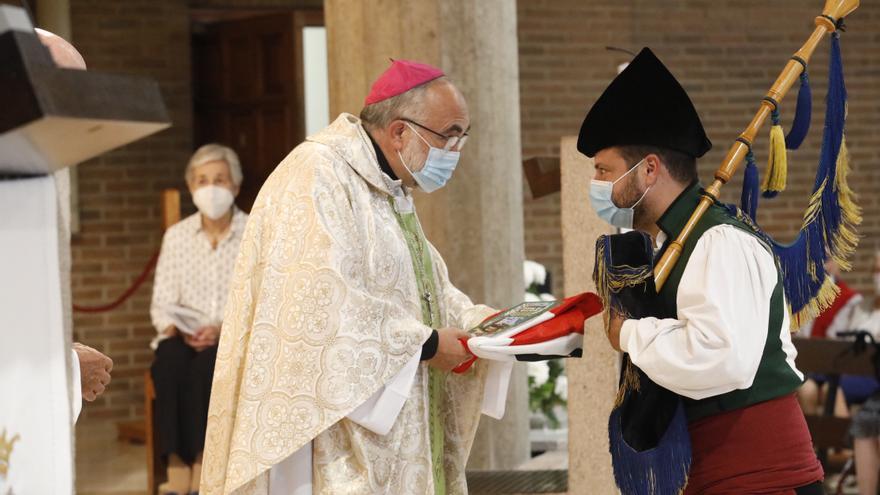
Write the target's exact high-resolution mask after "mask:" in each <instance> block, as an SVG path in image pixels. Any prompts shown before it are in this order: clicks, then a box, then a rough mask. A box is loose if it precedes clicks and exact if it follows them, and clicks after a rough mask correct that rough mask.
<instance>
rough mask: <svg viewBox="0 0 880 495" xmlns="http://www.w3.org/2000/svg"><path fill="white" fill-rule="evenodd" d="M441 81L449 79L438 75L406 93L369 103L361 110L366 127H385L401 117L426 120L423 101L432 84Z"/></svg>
mask: <svg viewBox="0 0 880 495" xmlns="http://www.w3.org/2000/svg"><path fill="white" fill-rule="evenodd" d="M441 82H442V83H448V82H449V80H448V79H447V78H446V77H445V76H443V77H438V78H437V79H432V80H430V81H428V82H426V83H424V84H422V85H419V86H416V87H415V88H413V89H411V90H409V91H407V92H405V93H401V94H399V95H397V96H392V97H391V98H388V99H387V100H382V101H380V102H377V103H373V104H372V105H367V106H365V107H364V108H363V110H361V115H360V117H361V122H362V123H363V124H364V126H365V127H368V128H371V129H384V128H385V127H387V126H388V124H390V123H391V122H392V121H394V120H395V119H399V118H401V117H406V118H408V119H413V120H416V121H421V120H424V117H425V116H424V115H423V113H424V108H425V105H424V104H423V101H424V99H425V94H426V93H427V90H428V88H429V87H431V85H433V84H435V83H441Z"/></svg>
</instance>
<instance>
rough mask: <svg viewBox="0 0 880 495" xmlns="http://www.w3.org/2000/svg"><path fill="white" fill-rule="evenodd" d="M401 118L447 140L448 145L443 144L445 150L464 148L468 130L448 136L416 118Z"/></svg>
mask: <svg viewBox="0 0 880 495" xmlns="http://www.w3.org/2000/svg"><path fill="white" fill-rule="evenodd" d="M400 120H402V121H404V122H409V123H410V124H412V125H415V126H418V127H420V128H422V129H424V130H426V131H428V132H430V133H431V134H433V135H435V136H437V137H439V138H440V139H443V140H445V141H446V145H444V146H443V151H461V149H462V148H464V143H466V142H467V138H468V133H467V131H465V132H464V134H462V135H461V136H446V135H443V134H440V133H439V132H437V131H435V130H434V129H431V128H430V127H425V126H423V125H422V124H419V123H418V122H416V121H414V120H410V119H406V118H401V119H400Z"/></svg>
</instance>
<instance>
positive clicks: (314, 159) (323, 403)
mask: <svg viewBox="0 0 880 495" xmlns="http://www.w3.org/2000/svg"><path fill="white" fill-rule="evenodd" d="M409 205H411V198H410V197H409V194H408V192H407V191H405V190H403V189H402V188H401V187H400V185H399V183H396V182H392V181H391V180H390V179H389V178H388V177H387V176H386V175H384V174H383V173H382V172H381V170H380V167H379V165H378V162H377V159H376V156H375V152H374V150H373V146H372V143H371V141H370V139H369V137H368V136H367V134H366V133H365V131H364V130H363V128H362V127H361V125H360V122H359V120H358V119H357V118H355V117H354V116H352V115H348V114H342V115H341V116H340V117H339V118H337V119H336V121H335V122H333V123H332V124H331V125H330V126H329V127H328V128H327V129H325V130H323V131H322V132H320V133H318V134H317V135H315V136H312V137H310V138H308V139H307V140H306V142H304V143H303V144H301V145H300V146H298V147H297V148H296V149H294V150H293V151H292V152H291V153H290V155H288V156H287V158H285V159H284V161H283V162H282V163H281V164H280V165H279V166H278V168H277V169H276V170H275V171H274V172H273V174H272V175H271V176H270V177H269V179H268V180H267V181H266V184H265V185H264V186H263V189H262V190H261V191H260V194H259V196H258V198H257V200H256V203H255V204H254V207H253V210H252V211H251V216H250V219H249V221H248V225H247V228H246V230H245V234H244V238H243V240H242V244H241V253H240V254H239V257H238V260H237V262H236V267H235V274H234V275H233V279H232V283H231V288H230V294H229V298H228V303H227V308H226V315H225V319H224V325H223V333H222V336H221V339H220V348H219V351H218V354H217V363H216V366H215V372H214V384H213V389H212V396H211V406H210V412H209V416H208V432H207V438H206V444H205V455H204V464H203V474H202V484H201V493H203V494H208V495H213V494H228V493H236V494H260V495H265V494H267V493H269V491H270V486H269V484H270V470H271V468H273V466H277V465H278V464H279V463H282V462H283V461H285V460H286V459H288V458H290V456H291V455H292V454H294V453H295V452H298V451H301V449H302V448H303V447H304V446H307V445H308V444H309V443H310V442H311V445H312V447H311V454H312V456H311V457H312V470H311V471H312V483H313V485H312V490H313V492H314V493H328V494H372V493H387V494H401V493H413V494H433V493H435V479H438V478H439V479H440V481H441V483H440V485H442V486H437V492H443V491H444V489H445V492H446V493H450V494H458V493H466V492H467V487H466V484H465V475H464V474H465V473H464V470H465V463H466V461H467V456H468V453H469V451H470V448H471V444H472V442H473V438H474V434H475V431H476V427H477V423H478V421H479V416H480V411H481V404H482V403H483V385H484V383H485V379H486V375H487V372H488V373H490V374H493V375H496V376H497V374H498V371H497V369H496V368H495V366H496V365H494V364H493V365H492V367H491V369H490V367H488V366H485V364H486V363H478V366H475V367H474V371H471V372H469V373H467V374H465V375H453V374H439V373H431V372H429V368H428V367H427V365H426V364H424V363H418V362H417V361H418V356H419V355H420V353H421V346H422V343H423V342H424V341H425V340H427V338H428V337H429V335H430V333H431V328H432V327H433V328H441V327H445V326H454V327H459V328H471V327H472V326H475V325H476V324H478V323H479V322H480V321H482V320H483V319H484V318H485V317H487V316H488V315H490V314H491V313H493V310H492V309H491V308H488V307H486V306H475V305H474V304H473V303H472V302H471V301H470V299H469V298H468V297H467V296H465V295H464V294H463V293H461V292H460V291H459V290H458V289H456V288H455V287H454V286H453V285H452V284H451V283H450V281H449V277H448V273H447V269H446V266H445V264H444V262H443V260H442V258H441V257H440V255H439V253H438V252H437V251H436V250H435V249H434V248H433V247H432V246H430V245H429V244H427V242H424V241H423V234H422V233H421V229H420V227H418V220H417V219H416V218H415V215H414V212H412V211H411V210H410V211H408V210H407V209H408V208H411V206H409ZM413 227H414V228H413ZM407 236H410V238H409V245H408V239H407ZM419 238H422V242H418V240H419ZM414 241H416V242H415V243H414ZM416 245H421V246H423V247H424V248H427V251H428V252H427V253H421V254H423V256H422V260H428V261H427V266H423V267H422V268H426V269H427V270H420V269H419V263H418V261H419V260H416V259H414V257H413V255H411V248H413V247H415V246H416ZM417 251H418V249H416V250H415V251H413V252H414V253H417ZM417 254H418V253H417ZM417 272H421V276H422V277H424V276H426V275H427V276H428V277H430V280H428V281H427V282H429V283H426V280H425V279H424V278H422V279H421V280H420V279H419V276H420V274H419V273H417ZM426 289H430V291H428V292H429V293H426ZM430 292H433V293H430ZM423 309H424V310H426V311H424V312H423ZM425 321H427V322H429V323H432V325H431V326H429V325H426V324H425ZM408 364H409V367H407V365H408ZM405 368H409V369H412V370H413V371H412V373H413V374H412V375H410V378H409V380H410V381H411V384H412V385H411V387H410V388H409V390H408V391H407V390H403V391H402V392H399V391H398V392H397V393H398V394H403V395H402V396H401V397H405V396H406V394H408V398H405V400H402V401H401V402H402V407H400V411H399V414H398V415H397V417H396V419H395V420H394V422H393V425H390V429H389V430H388V431H387V433H386V434H377V433H375V432H374V431H371V430H370V429H368V428H366V427H364V426H362V424H363V422H360V424H359V423H358V422H355V421H354V420H352V419H350V418H349V417H348V416H349V415H351V414H352V413H353V412H355V410H356V409H358V408H359V406H362V405H363V404H364V403H365V402H366V401H368V400H370V399H371V397H374V395H376V394H378V393H379V392H381V391H382V390H383V387H385V386H386V385H387V384H389V383H390V382H395V381H396V382H399V381H400V380H399V378H398V375H401V374H404V375H405V374H406V373H405V372H404V371H405ZM507 371H508V372H509V369H508V370H507ZM502 374H503V373H502ZM436 375H442V376H439V377H438V376H436ZM432 377H433V378H432ZM395 378H398V379H397V380H395ZM404 381H406V380H404ZM501 381H502V382H504V385H503V386H501V387H500V389H499V387H498V386H496V387H495V389H496V392H497V390H500V391H501V392H500V393H496V394H495V396H494V398H493V399H492V400H493V401H494V402H495V403H496V404H497V403H499V397H500V403H502V404H503V394H504V392H505V391H506V380H505V379H503V378H502V379H501ZM495 382H497V380H495ZM407 383H409V382H407ZM432 384H433V387H432ZM431 388H433V389H434V401H433V405H434V406H435V407H433V408H432V407H431V405H432V401H431V400H430V396H431V392H430V391H431ZM487 399H488V397H487ZM432 409H433V410H434V412H435V418H434V419H435V424H438V425H439V426H440V427H441V430H440V431H436V429H434V430H435V431H432V428H430V426H429V425H430V424H431V410H432ZM489 409H492V407H491V406H489ZM494 409H495V410H496V412H497V410H498V407H495V408H494ZM501 409H502V410H503V407H502V408H501ZM383 433H384V431H383ZM432 433H433V438H434V440H435V442H437V441H439V442H441V443H442V449H441V448H435V449H434V451H435V453H439V454H440V455H441V457H442V466H437V468H438V469H437V471H438V472H437V473H434V472H433V471H434V468H435V465H436V464H437V463H435V462H432V455H431V452H432V448H431V446H432V445H431V440H432ZM305 450H308V448H307V447H306V449H305ZM272 479H275V478H272ZM272 491H273V492H275V490H272Z"/></svg>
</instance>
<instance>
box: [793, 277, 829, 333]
mask: <svg viewBox="0 0 880 495" xmlns="http://www.w3.org/2000/svg"><path fill="white" fill-rule="evenodd" d="M838 294H840V288H838V287H837V284H835V283H834V281H833V280H831V277H826V278H825V281H824V282H823V283H822V288H821V289H819V294H817V295H816V297H815V298H813V300H812V301H810V304H807V305H806V306H804V308H803V309H801V310H800V311H799V312H798V313H797V314H795V315H792V318H791V331H792V332H796V331H797V330H798V329H800V327H801V325H803V324H804V323H806V322H808V321H810V320H812V319H814V318H816V317H817V316H819V315H820V314H821V313H822V311H825V310H826V309H828V308H829V307H831V305H832V304H833V303H834V300H835V299H837V295H838ZM790 309H791V308H789V310H790Z"/></svg>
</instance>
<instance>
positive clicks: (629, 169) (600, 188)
mask: <svg viewBox="0 0 880 495" xmlns="http://www.w3.org/2000/svg"><path fill="white" fill-rule="evenodd" d="M644 162H645V159H644V158H642V161H640V162H639V163H637V164H636V165H635V166H634V167H633V168H631V169H629V170H628V171H627V172H626V173H625V174H623V175H621V176H620V177H619V178H618V179H617V180H616V181H614V182H609V181H604V180H593V181H592V182H591V183H590V203H591V204H592V205H593V209H594V210H596V214H597V215H599V218H601V219H602V220H605V221H606V222H608V223H610V224H611V225H613V226H615V227H620V228H622V229H631V228H632V221H633V214H634V213H635V207H636V206H638V205H639V203H641V202H642V200H643V199H645V196H646V195H647V194H648V191H650V190H651V188H650V187H649V188H648V189H645V193H644V194H642V197H641V198H639V200H638V201H636V202H635V204H634V205H632V206H630V207H628V208H620V207H618V206H617V205H615V204H614V200H613V199H612V196H613V195H614V184H617V183H618V182H620V180H621V179H623V178H624V177H626V176H627V175H629V174H630V172H632V171H633V170H635V169H637V168H639V165H641V164H642V163H644Z"/></svg>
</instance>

◆ Problem to solve: Throughout the material above, find each line with "positive" and return it.

◆ Task answer:
positive clicks: (314, 159) (323, 403)
positive clicks: (629, 169) (600, 188)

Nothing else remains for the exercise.